The data:

-*-*-

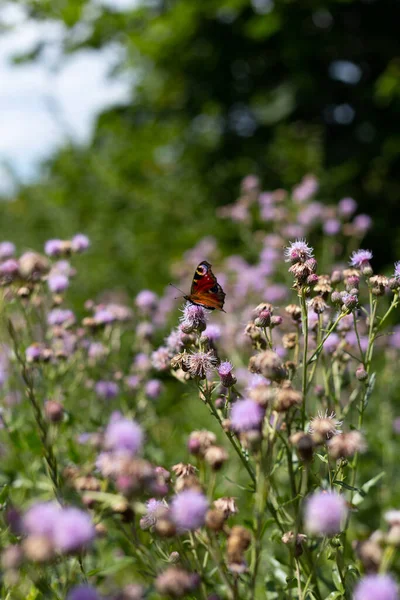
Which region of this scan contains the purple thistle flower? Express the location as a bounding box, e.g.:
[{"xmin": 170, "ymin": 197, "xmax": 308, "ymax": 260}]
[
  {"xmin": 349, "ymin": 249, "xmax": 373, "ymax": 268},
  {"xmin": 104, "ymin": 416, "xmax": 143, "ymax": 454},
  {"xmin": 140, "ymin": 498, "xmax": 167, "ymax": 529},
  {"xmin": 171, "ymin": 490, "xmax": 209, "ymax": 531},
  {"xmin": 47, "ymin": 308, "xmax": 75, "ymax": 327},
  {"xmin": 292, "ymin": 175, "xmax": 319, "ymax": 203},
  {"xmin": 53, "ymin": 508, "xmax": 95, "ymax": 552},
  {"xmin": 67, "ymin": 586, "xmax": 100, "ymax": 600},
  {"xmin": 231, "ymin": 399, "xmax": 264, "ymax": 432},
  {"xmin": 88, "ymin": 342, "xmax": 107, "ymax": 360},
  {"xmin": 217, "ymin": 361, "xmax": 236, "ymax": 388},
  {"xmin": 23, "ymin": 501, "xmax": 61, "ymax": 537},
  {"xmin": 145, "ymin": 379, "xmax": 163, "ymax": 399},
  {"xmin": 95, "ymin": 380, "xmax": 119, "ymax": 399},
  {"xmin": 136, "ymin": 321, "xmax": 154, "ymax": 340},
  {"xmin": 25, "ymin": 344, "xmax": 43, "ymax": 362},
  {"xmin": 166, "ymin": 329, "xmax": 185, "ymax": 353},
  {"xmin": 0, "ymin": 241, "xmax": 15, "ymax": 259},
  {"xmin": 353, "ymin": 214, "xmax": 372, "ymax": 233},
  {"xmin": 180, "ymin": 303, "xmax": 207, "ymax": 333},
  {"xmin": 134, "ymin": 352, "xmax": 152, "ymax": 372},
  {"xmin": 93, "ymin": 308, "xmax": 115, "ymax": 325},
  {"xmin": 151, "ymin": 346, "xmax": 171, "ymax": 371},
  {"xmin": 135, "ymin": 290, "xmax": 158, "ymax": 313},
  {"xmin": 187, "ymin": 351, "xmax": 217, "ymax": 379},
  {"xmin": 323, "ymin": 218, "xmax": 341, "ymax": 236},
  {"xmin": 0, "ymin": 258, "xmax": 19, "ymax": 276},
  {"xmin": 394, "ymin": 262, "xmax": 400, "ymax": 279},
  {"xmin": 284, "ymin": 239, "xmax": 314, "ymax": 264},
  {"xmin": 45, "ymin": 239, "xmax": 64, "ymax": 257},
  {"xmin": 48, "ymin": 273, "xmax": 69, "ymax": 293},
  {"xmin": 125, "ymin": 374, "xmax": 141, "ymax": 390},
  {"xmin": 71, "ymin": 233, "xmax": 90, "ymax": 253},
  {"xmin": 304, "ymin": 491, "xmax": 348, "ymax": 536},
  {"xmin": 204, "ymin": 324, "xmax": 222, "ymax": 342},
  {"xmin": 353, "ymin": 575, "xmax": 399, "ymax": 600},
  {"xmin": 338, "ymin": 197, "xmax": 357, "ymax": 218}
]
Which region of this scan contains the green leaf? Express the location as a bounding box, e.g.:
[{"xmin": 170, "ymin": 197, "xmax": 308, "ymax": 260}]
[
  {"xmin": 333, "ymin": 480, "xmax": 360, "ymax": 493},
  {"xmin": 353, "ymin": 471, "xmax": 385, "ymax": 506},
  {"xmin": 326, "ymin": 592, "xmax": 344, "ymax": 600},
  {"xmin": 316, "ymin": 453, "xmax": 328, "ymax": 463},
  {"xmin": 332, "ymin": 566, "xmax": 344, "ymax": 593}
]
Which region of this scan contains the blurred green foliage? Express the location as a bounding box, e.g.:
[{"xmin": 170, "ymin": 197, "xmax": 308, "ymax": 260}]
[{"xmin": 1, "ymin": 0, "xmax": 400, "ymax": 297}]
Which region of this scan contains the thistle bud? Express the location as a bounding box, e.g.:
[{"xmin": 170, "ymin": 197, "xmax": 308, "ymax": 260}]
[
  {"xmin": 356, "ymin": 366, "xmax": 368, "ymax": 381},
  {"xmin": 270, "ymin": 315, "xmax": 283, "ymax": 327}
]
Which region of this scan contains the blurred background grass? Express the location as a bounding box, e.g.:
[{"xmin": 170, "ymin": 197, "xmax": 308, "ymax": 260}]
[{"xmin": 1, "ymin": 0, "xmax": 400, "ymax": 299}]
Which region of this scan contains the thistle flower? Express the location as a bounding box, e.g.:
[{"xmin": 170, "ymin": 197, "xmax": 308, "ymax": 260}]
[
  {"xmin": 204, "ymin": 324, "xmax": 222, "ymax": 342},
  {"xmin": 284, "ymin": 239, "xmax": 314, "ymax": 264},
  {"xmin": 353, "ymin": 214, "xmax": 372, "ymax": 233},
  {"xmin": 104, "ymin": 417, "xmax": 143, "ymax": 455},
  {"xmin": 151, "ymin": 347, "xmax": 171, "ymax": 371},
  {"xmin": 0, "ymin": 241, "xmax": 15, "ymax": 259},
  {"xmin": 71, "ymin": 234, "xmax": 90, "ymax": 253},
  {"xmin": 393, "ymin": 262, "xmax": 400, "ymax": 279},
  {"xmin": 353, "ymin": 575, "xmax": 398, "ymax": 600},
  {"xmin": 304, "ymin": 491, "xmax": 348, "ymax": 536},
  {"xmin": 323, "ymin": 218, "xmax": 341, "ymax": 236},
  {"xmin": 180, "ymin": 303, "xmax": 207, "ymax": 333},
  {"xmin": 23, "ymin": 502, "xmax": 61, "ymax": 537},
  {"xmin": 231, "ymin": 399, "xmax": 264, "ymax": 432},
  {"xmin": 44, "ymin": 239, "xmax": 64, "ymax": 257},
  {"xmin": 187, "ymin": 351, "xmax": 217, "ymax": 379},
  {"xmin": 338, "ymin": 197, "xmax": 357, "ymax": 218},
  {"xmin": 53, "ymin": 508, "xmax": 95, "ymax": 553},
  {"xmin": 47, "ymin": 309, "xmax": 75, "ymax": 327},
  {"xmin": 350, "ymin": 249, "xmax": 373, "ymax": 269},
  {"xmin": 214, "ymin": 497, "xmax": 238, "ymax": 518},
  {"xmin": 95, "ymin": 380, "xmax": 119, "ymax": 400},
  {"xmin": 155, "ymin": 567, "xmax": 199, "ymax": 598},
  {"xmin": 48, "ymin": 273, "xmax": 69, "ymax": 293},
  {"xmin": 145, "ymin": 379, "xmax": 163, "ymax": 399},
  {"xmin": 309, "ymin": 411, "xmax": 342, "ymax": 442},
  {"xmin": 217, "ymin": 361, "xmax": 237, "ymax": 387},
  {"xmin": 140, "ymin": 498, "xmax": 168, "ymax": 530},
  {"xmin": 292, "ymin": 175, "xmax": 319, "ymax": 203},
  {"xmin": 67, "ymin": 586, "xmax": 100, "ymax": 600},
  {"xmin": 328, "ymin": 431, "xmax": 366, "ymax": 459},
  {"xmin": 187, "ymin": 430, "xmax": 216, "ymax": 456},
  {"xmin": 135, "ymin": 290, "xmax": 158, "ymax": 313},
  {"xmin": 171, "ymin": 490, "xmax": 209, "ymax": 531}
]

-*-*-

Problem: Everything in the data above should be set down again exactly, except the pictures.

Completed exercise:
Which region of this scan contains the purple thistle flower? Express the location as a bounding box, e.g.:
[{"xmin": 170, "ymin": 197, "xmax": 308, "ymax": 260}]
[
  {"xmin": 349, "ymin": 249, "xmax": 373, "ymax": 268},
  {"xmin": 104, "ymin": 416, "xmax": 143, "ymax": 454},
  {"xmin": 140, "ymin": 498, "xmax": 167, "ymax": 529},
  {"xmin": 171, "ymin": 490, "xmax": 209, "ymax": 531},
  {"xmin": 47, "ymin": 308, "xmax": 75, "ymax": 327},
  {"xmin": 292, "ymin": 175, "xmax": 319, "ymax": 203},
  {"xmin": 53, "ymin": 508, "xmax": 95, "ymax": 552},
  {"xmin": 67, "ymin": 586, "xmax": 100, "ymax": 600},
  {"xmin": 231, "ymin": 399, "xmax": 264, "ymax": 432},
  {"xmin": 88, "ymin": 342, "xmax": 107, "ymax": 360},
  {"xmin": 217, "ymin": 361, "xmax": 236, "ymax": 388},
  {"xmin": 23, "ymin": 501, "xmax": 61, "ymax": 537},
  {"xmin": 145, "ymin": 379, "xmax": 163, "ymax": 399},
  {"xmin": 95, "ymin": 380, "xmax": 119, "ymax": 399},
  {"xmin": 136, "ymin": 321, "xmax": 154, "ymax": 340},
  {"xmin": 25, "ymin": 344, "xmax": 43, "ymax": 362},
  {"xmin": 166, "ymin": 329, "xmax": 185, "ymax": 353},
  {"xmin": 0, "ymin": 241, "xmax": 15, "ymax": 259},
  {"xmin": 353, "ymin": 214, "xmax": 372, "ymax": 233},
  {"xmin": 180, "ymin": 303, "xmax": 207, "ymax": 333},
  {"xmin": 134, "ymin": 352, "xmax": 152, "ymax": 372},
  {"xmin": 93, "ymin": 308, "xmax": 115, "ymax": 325},
  {"xmin": 151, "ymin": 346, "xmax": 171, "ymax": 371},
  {"xmin": 135, "ymin": 290, "xmax": 158, "ymax": 313},
  {"xmin": 187, "ymin": 351, "xmax": 217, "ymax": 379},
  {"xmin": 323, "ymin": 218, "xmax": 341, "ymax": 236},
  {"xmin": 0, "ymin": 258, "xmax": 19, "ymax": 276},
  {"xmin": 394, "ymin": 262, "xmax": 400, "ymax": 279},
  {"xmin": 284, "ymin": 239, "xmax": 314, "ymax": 264},
  {"xmin": 45, "ymin": 239, "xmax": 64, "ymax": 257},
  {"xmin": 48, "ymin": 273, "xmax": 69, "ymax": 293},
  {"xmin": 125, "ymin": 374, "xmax": 141, "ymax": 390},
  {"xmin": 71, "ymin": 233, "xmax": 90, "ymax": 253},
  {"xmin": 304, "ymin": 491, "xmax": 348, "ymax": 536},
  {"xmin": 204, "ymin": 324, "xmax": 222, "ymax": 342},
  {"xmin": 353, "ymin": 575, "xmax": 399, "ymax": 600},
  {"xmin": 338, "ymin": 197, "xmax": 357, "ymax": 218}
]
Which region of this scan contains the green leaf? Express the location as a bounding box, e.g.:
[{"xmin": 170, "ymin": 197, "xmax": 308, "ymax": 260}]
[
  {"xmin": 333, "ymin": 480, "xmax": 360, "ymax": 493},
  {"xmin": 353, "ymin": 471, "xmax": 385, "ymax": 506},
  {"xmin": 326, "ymin": 592, "xmax": 344, "ymax": 600},
  {"xmin": 316, "ymin": 453, "xmax": 328, "ymax": 463},
  {"xmin": 332, "ymin": 566, "xmax": 344, "ymax": 593}
]
Which region of this scan contains the blurred green foliage? Express the location as a bounding box, e.g.:
[{"xmin": 170, "ymin": 197, "xmax": 308, "ymax": 260}]
[{"xmin": 1, "ymin": 0, "xmax": 400, "ymax": 297}]
Which region of this scan contains the thistle bud? Express the location as a bounding box, e.g.:
[{"xmin": 170, "ymin": 197, "xmax": 308, "ymax": 260}]
[
  {"xmin": 356, "ymin": 366, "xmax": 368, "ymax": 381},
  {"xmin": 270, "ymin": 315, "xmax": 283, "ymax": 327}
]
Which region of this scan contains the blurred background grass? Express the location as a bounding box, e.g.:
[{"xmin": 170, "ymin": 197, "xmax": 308, "ymax": 260}]
[{"xmin": 1, "ymin": 0, "xmax": 400, "ymax": 299}]
Which region of this scan contains the thistle flower? Express the location as a bounding box, e.g.:
[{"xmin": 170, "ymin": 197, "xmax": 308, "ymax": 260}]
[
  {"xmin": 204, "ymin": 324, "xmax": 222, "ymax": 342},
  {"xmin": 284, "ymin": 239, "xmax": 314, "ymax": 264},
  {"xmin": 353, "ymin": 214, "xmax": 372, "ymax": 233},
  {"xmin": 104, "ymin": 417, "xmax": 143, "ymax": 455},
  {"xmin": 151, "ymin": 347, "xmax": 171, "ymax": 371},
  {"xmin": 0, "ymin": 241, "xmax": 15, "ymax": 259},
  {"xmin": 71, "ymin": 234, "xmax": 90, "ymax": 253},
  {"xmin": 393, "ymin": 262, "xmax": 400, "ymax": 279},
  {"xmin": 353, "ymin": 575, "xmax": 398, "ymax": 600},
  {"xmin": 304, "ymin": 491, "xmax": 348, "ymax": 536},
  {"xmin": 323, "ymin": 218, "xmax": 341, "ymax": 236},
  {"xmin": 180, "ymin": 303, "xmax": 207, "ymax": 333},
  {"xmin": 23, "ymin": 502, "xmax": 61, "ymax": 537},
  {"xmin": 231, "ymin": 399, "xmax": 264, "ymax": 432},
  {"xmin": 44, "ymin": 239, "xmax": 64, "ymax": 257},
  {"xmin": 187, "ymin": 351, "xmax": 217, "ymax": 379},
  {"xmin": 338, "ymin": 197, "xmax": 357, "ymax": 218},
  {"xmin": 53, "ymin": 508, "xmax": 95, "ymax": 553},
  {"xmin": 47, "ymin": 309, "xmax": 75, "ymax": 327},
  {"xmin": 350, "ymin": 249, "xmax": 373, "ymax": 269},
  {"xmin": 214, "ymin": 497, "xmax": 238, "ymax": 518},
  {"xmin": 95, "ymin": 380, "xmax": 119, "ymax": 400},
  {"xmin": 155, "ymin": 567, "xmax": 199, "ymax": 598},
  {"xmin": 48, "ymin": 273, "xmax": 69, "ymax": 293},
  {"xmin": 145, "ymin": 379, "xmax": 163, "ymax": 399},
  {"xmin": 309, "ymin": 411, "xmax": 342, "ymax": 442},
  {"xmin": 217, "ymin": 361, "xmax": 237, "ymax": 387},
  {"xmin": 140, "ymin": 498, "xmax": 168, "ymax": 530},
  {"xmin": 292, "ymin": 175, "xmax": 319, "ymax": 203},
  {"xmin": 67, "ymin": 586, "xmax": 100, "ymax": 600},
  {"xmin": 328, "ymin": 431, "xmax": 366, "ymax": 459},
  {"xmin": 187, "ymin": 430, "xmax": 216, "ymax": 456},
  {"xmin": 135, "ymin": 290, "xmax": 158, "ymax": 313},
  {"xmin": 171, "ymin": 490, "xmax": 209, "ymax": 531}
]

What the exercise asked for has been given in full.